__Coordinate annotation entries__
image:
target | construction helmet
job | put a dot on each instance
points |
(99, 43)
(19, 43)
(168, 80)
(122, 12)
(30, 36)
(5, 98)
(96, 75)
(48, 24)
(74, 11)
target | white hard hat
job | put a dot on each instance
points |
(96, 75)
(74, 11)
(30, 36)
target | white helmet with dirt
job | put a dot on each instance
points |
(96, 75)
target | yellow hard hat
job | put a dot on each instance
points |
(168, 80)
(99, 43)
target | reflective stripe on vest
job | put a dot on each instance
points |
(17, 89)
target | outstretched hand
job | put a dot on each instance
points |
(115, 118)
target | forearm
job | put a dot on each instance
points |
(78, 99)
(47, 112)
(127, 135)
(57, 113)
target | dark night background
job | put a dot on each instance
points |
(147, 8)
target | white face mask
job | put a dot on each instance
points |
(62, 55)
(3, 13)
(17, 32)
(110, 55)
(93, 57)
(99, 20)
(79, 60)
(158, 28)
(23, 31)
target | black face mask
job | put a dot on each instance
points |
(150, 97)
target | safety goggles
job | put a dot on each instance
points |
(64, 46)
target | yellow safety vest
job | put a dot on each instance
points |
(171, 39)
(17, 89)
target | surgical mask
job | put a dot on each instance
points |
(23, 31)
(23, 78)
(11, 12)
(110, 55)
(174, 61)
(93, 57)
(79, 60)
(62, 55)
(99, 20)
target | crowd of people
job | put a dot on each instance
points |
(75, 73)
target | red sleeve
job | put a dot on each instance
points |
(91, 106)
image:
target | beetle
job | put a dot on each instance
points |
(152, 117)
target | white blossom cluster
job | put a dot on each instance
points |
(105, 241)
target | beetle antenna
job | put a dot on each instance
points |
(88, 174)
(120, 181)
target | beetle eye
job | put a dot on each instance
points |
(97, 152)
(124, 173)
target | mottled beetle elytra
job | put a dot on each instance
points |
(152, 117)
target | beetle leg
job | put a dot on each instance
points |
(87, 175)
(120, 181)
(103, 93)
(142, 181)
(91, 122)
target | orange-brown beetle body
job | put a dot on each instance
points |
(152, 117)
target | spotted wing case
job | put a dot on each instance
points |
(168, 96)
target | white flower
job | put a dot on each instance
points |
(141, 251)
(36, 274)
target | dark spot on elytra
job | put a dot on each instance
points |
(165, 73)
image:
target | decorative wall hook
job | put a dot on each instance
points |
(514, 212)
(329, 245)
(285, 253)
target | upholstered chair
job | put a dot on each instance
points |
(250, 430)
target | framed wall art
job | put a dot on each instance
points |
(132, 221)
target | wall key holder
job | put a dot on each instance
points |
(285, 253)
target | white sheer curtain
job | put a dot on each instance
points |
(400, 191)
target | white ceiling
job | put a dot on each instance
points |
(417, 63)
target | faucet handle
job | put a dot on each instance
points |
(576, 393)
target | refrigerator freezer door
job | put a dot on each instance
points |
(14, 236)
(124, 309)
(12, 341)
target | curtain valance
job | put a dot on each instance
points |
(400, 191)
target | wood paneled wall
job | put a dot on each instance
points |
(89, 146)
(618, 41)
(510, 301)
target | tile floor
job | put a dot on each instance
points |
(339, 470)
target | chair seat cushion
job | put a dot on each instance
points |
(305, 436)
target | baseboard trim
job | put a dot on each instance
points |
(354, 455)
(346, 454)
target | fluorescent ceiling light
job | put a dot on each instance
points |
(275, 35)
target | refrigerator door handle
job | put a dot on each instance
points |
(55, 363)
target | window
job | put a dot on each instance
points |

__WHAT YOU NEED TO DO__
Recast every line of the material above as a JSON list of strings, one string per line, leaving out any blank lines.

__OUTPUT FOR THIS TASK__
[
  "image:",
  "target | construction helmet",
  "job | put a dot on each instance",
  "points |",
  "(99, 43)",
  "(19, 43)",
  "(168, 80)",
  "(122, 12)",
  "(30, 36)",
  "(5, 98)",
  "(96, 75)",
  "(48, 24)",
  "(74, 11)",
  "target | white hard hat",
  "job | put a dot on each instance",
  "points |",
  "(96, 75)",
  "(74, 11)",
  "(30, 36)",
  "target | white helmet with dirt",
  "job | put a dot on each instance",
  "points |",
  "(96, 75)",
  "target | yellow hard hat",
  "job | put a dot on each instance",
  "points |",
  "(168, 80)",
  "(99, 43)",
  "target | reflective stripe on vest",
  "job | put a dot on each instance",
  "points |",
  "(17, 89)",
  "target | outstretched hand",
  "job | put a dot on each instance",
  "points |",
  "(115, 118)",
  "target | forearm",
  "job | put a dot on each instance",
  "points |",
  "(78, 99)",
  "(47, 112)",
  "(127, 135)",
  "(57, 113)",
  "target | dark night background",
  "job | put a dot on each instance",
  "points |",
  "(147, 8)",
  "target | white face mask",
  "job | put a dot on each instance",
  "points |",
  "(62, 55)",
  "(3, 13)",
  "(17, 32)",
  "(110, 55)",
  "(93, 57)",
  "(99, 20)",
  "(79, 60)",
  "(158, 28)",
  "(23, 31)",
  "target | black face mask",
  "job | put a dot on each instance",
  "points |",
  "(150, 97)",
  "target | safety goggles",
  "job | put a dot on each instance",
  "points |",
  "(64, 46)",
  "target | yellow safety vest",
  "job | put a dot on each instance",
  "points |",
  "(171, 39)",
  "(17, 89)",
  "target | surgical mask",
  "job | put a dot on each instance",
  "points |",
  "(23, 31)",
  "(23, 78)",
  "(11, 12)",
  "(110, 55)",
  "(174, 61)",
  "(93, 57)",
  "(79, 60)",
  "(62, 55)",
  "(99, 20)",
  "target | crowd of people",
  "job | put a dot on each instance",
  "points |",
  "(75, 73)",
  "target | red sleeve",
  "job | put a dot on each instance",
  "points |",
  "(91, 106)",
  "image:",
  "target | beetle",
  "job | put a dot on each instance",
  "points |",
  "(152, 117)",
  "target | white blossom cluster",
  "job | put a dot on each instance",
  "points |",
  "(105, 241)",
  "target | beetle antenna",
  "job | put a dot on each instance",
  "points |",
  "(88, 174)",
  "(120, 181)",
  "target | beetle eye",
  "job | put a dot on each instance",
  "points |",
  "(97, 152)",
  "(124, 173)",
  "target | mottled beetle elytra",
  "job | put a dot on each instance",
  "points |",
  "(152, 117)",
  "target | beetle leg",
  "job | put a dot on each instance",
  "points |",
  "(87, 175)",
  "(120, 181)",
  "(103, 93)",
  "(142, 181)",
  "(91, 122)",
  "target | orange-brown beetle body",
  "job | put a dot on each instance",
  "points |",
  "(152, 117)",
  "target | spotted wing case",
  "job | put a dot on each instance",
  "points |",
  "(168, 96)",
  "target | white flower",
  "job | put a dot on each instance",
  "points |",
  "(141, 251)",
  "(36, 274)",
  "target | dark spot on elytra",
  "job | put a dot on each instance",
  "points |",
  "(165, 73)",
  "image:",
  "target | decorative wall hook",
  "job | put a dot on each instance",
  "points |",
  "(514, 212)",
  "(329, 245)",
  "(285, 253)",
  "target | upholstered chair",
  "job | put a dot on each instance",
  "points |",
  "(250, 430)",
  "target | framed wall art",
  "job | put a dot on each instance",
  "points |",
  "(132, 221)",
  "target | wall key holder",
  "job | put a dot on each instance",
  "points |",
  "(285, 253)",
  "target | white sheer curtain",
  "job | put a dot on each instance",
  "points |",
  "(400, 191)",
  "target | white ceiling",
  "job | put a dot on each instance",
  "points |",
  "(417, 63)",
  "target | faucet handle",
  "job | put a dot on each instance",
  "points |",
  "(576, 393)",
  "target | refrigerator freezer door",
  "job | put a dot on each instance",
  "points |",
  "(14, 236)",
  "(124, 309)",
  "(12, 341)",
  "target | curtain valance",
  "job | put a dot on each instance",
  "points |",
  "(400, 191)",
  "target | wood paneled wall",
  "job | put a dot on each instance",
  "points |",
  "(89, 146)",
  "(618, 41)",
  "(510, 301)",
  "target | tile floor",
  "job | put a dot on each instance",
  "points |",
  "(339, 470)",
  "target | chair seat cushion",
  "job | put a dot on each instance",
  "points |",
  "(305, 436)",
  "target | baseboard trim",
  "job | put a dot on each instance",
  "points |",
  "(354, 455)",
  "(346, 454)",
  "target | fluorescent ceiling light",
  "job | put a dot on each instance",
  "points |",
  "(275, 35)",
  "target | refrigerator door handle",
  "job | put a dot on each instance",
  "points |",
  "(55, 363)",
  "target | window",
  "job | put a dot on each instance",
  "points |"
]